**Dataset**
▼
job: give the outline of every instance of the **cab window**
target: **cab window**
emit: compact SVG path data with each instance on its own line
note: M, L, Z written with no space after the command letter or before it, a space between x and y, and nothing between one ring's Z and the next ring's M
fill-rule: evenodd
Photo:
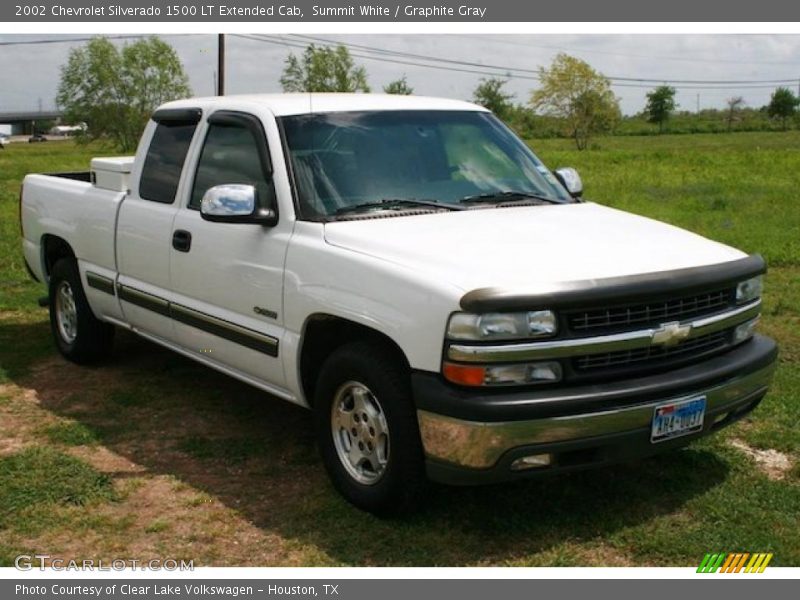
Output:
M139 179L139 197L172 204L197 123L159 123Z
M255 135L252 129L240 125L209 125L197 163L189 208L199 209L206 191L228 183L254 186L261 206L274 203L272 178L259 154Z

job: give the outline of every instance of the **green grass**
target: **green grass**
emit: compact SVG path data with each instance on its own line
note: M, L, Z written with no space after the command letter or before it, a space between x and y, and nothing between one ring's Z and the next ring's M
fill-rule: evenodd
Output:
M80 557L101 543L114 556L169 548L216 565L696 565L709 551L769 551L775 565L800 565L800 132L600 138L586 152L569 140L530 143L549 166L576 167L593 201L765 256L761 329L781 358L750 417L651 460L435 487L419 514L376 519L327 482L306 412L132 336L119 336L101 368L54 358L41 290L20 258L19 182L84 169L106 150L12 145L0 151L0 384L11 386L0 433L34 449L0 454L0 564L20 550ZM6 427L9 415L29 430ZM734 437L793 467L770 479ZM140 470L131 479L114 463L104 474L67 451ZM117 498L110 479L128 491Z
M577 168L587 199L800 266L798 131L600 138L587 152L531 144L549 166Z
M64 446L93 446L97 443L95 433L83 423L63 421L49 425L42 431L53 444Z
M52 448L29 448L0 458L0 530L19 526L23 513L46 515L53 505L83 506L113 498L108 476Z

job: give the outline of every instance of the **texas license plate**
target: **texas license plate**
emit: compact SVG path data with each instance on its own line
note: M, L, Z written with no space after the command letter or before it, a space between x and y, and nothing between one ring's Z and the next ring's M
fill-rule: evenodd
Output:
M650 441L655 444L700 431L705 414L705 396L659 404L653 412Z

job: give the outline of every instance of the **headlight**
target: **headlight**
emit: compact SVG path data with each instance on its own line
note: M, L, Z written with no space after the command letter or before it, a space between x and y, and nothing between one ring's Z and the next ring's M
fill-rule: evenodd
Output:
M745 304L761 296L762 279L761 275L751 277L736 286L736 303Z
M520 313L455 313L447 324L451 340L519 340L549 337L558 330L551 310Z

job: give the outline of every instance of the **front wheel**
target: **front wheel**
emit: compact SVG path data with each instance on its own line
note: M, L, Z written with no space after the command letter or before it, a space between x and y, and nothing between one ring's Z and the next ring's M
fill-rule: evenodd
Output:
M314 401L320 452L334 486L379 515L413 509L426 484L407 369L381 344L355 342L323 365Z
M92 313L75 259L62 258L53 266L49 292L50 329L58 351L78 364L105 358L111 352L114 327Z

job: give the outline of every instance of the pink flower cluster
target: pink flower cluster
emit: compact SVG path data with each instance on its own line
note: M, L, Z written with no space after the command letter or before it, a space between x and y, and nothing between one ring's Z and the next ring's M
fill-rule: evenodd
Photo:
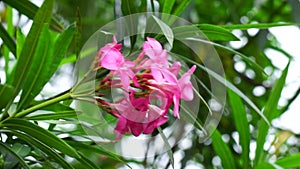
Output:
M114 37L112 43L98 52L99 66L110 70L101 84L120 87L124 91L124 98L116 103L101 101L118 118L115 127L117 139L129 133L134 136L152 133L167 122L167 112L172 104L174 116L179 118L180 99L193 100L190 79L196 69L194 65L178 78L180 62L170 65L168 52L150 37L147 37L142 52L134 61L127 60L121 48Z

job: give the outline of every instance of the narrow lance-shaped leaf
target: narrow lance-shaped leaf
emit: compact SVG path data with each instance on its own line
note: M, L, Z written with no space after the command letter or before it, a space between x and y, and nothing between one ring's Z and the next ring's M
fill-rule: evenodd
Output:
▲
▼
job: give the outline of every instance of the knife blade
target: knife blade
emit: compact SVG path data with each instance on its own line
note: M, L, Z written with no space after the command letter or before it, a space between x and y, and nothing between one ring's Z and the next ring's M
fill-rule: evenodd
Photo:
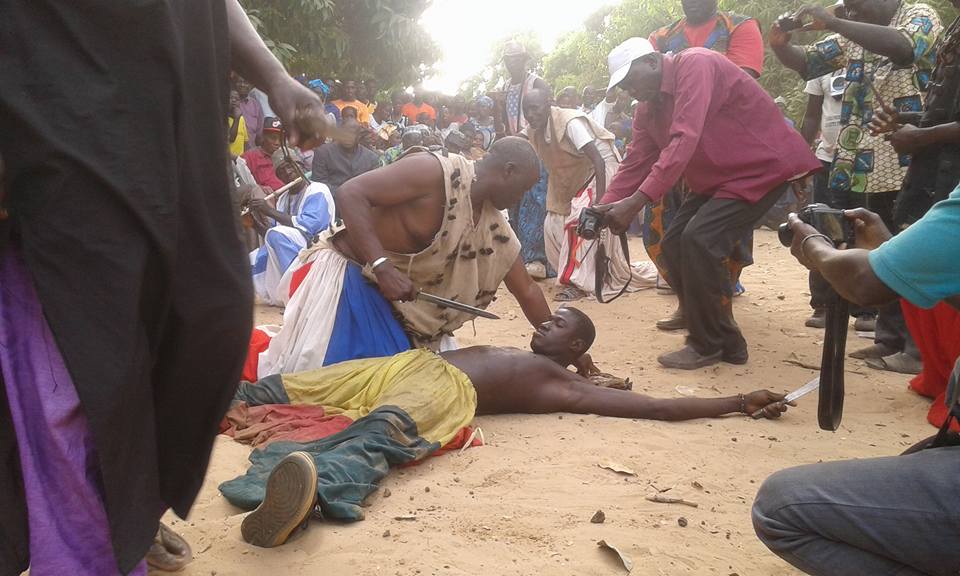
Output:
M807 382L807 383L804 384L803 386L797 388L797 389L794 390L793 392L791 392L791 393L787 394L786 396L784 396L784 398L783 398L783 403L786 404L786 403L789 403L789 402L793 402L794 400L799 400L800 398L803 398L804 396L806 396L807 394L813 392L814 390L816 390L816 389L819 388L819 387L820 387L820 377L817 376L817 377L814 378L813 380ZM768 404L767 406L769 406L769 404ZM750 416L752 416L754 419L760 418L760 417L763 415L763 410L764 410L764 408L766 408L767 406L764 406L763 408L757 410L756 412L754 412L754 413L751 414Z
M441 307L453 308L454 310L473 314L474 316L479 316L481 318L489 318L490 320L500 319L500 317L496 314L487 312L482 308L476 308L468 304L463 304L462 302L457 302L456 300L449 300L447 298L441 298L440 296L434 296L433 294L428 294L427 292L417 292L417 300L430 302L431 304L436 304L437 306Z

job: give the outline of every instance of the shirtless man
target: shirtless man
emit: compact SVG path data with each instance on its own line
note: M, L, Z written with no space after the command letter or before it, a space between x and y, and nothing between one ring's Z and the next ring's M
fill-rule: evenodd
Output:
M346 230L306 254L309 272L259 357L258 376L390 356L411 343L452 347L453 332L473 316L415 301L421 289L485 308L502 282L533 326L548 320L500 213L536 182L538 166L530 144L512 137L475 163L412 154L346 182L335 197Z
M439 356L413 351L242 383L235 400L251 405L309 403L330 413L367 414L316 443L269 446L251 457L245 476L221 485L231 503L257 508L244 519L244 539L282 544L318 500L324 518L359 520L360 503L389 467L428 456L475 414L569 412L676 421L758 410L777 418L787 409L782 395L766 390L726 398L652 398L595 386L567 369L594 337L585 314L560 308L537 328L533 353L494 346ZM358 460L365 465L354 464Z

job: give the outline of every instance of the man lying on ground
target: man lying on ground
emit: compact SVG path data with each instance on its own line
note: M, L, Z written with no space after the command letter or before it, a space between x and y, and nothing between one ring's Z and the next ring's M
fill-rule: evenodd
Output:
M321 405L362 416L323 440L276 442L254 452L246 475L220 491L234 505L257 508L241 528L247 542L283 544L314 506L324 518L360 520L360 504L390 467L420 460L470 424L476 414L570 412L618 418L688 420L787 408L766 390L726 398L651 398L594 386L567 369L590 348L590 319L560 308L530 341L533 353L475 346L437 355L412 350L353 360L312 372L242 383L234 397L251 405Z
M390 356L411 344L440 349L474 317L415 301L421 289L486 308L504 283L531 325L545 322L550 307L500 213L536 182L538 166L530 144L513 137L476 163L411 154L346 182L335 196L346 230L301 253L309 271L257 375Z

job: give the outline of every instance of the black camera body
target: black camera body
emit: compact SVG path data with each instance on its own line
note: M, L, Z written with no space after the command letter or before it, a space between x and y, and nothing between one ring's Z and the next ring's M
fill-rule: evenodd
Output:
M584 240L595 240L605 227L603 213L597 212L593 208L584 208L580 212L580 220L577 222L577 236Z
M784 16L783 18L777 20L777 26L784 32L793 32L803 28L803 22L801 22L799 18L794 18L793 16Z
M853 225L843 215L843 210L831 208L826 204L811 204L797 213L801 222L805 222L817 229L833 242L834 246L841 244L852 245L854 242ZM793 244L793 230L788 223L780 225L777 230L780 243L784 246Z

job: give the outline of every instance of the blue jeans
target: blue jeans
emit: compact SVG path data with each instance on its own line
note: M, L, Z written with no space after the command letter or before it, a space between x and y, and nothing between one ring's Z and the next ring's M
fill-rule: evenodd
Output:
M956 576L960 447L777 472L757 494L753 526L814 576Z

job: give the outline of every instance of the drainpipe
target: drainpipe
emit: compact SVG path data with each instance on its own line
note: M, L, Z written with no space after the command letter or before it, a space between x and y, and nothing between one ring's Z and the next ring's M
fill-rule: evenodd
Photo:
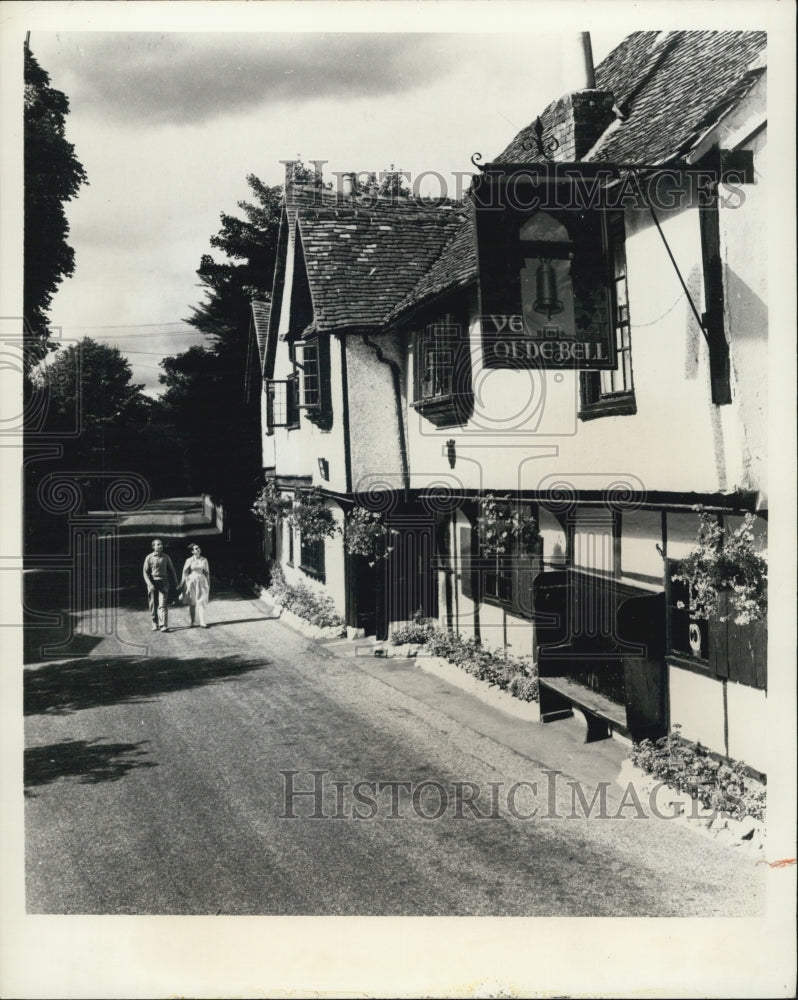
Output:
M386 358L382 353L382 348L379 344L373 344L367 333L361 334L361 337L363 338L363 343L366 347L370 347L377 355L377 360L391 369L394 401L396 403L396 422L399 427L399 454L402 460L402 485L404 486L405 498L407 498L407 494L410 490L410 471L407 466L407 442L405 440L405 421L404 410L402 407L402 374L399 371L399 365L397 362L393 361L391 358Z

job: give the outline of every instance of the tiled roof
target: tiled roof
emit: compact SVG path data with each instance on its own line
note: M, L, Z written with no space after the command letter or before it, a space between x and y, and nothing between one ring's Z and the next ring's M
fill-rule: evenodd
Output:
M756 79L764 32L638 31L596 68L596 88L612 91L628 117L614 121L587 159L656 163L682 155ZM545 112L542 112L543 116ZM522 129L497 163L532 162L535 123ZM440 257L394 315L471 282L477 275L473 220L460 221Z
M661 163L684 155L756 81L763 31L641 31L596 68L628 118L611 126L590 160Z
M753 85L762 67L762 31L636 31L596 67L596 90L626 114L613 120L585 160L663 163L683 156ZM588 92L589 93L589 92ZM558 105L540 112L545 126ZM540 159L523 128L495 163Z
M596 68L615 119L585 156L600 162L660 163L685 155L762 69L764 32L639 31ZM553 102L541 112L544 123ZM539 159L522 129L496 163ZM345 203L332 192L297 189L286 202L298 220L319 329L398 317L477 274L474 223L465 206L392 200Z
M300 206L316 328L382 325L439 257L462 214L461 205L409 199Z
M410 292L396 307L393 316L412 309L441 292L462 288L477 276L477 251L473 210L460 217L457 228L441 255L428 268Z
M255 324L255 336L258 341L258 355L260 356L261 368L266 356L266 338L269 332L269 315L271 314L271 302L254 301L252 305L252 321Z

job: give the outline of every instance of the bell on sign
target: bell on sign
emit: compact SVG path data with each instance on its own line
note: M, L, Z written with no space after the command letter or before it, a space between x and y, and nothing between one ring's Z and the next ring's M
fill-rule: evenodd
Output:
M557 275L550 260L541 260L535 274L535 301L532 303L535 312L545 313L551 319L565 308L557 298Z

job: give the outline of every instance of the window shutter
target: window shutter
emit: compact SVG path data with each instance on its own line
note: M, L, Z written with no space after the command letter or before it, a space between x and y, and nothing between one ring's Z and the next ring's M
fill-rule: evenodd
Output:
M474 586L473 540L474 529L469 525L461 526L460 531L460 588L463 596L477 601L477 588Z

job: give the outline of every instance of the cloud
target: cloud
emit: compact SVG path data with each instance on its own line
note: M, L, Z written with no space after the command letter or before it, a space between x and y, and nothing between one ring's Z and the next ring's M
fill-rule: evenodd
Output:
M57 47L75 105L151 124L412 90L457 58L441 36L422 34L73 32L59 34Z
▲
▼
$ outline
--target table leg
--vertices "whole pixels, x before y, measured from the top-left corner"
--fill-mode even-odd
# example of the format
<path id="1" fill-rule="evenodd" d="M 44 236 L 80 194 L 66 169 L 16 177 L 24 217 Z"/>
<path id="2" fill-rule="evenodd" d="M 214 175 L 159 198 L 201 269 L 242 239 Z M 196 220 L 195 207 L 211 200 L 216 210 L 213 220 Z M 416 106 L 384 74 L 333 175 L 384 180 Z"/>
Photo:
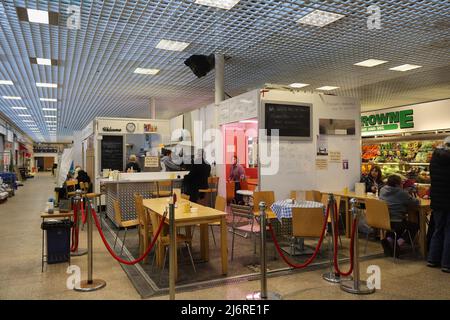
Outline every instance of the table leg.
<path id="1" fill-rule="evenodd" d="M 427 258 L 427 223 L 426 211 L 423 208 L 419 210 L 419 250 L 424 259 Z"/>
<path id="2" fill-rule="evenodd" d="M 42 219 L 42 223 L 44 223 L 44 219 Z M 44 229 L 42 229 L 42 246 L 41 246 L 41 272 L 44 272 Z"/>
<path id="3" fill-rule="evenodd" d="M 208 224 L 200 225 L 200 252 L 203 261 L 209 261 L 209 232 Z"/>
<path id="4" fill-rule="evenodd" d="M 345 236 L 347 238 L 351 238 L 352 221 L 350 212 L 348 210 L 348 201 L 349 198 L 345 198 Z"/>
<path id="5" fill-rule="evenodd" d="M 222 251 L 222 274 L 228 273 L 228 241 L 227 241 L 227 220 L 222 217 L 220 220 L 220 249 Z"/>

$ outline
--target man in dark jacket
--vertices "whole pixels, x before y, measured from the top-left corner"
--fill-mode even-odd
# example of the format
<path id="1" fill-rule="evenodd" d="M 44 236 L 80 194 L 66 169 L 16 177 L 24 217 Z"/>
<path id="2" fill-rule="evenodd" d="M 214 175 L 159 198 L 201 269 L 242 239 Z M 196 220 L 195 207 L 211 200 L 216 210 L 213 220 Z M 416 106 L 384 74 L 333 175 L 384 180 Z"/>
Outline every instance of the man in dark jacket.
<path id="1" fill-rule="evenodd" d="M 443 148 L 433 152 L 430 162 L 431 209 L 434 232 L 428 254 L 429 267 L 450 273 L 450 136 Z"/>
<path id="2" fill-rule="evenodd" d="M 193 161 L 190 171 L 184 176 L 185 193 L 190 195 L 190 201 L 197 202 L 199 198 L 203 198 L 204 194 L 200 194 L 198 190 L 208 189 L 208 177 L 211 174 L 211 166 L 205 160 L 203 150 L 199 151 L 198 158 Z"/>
▲
**What you should do**
How many of the lines above include the word "cluster"? Only the number should be given.

**The completed task**
2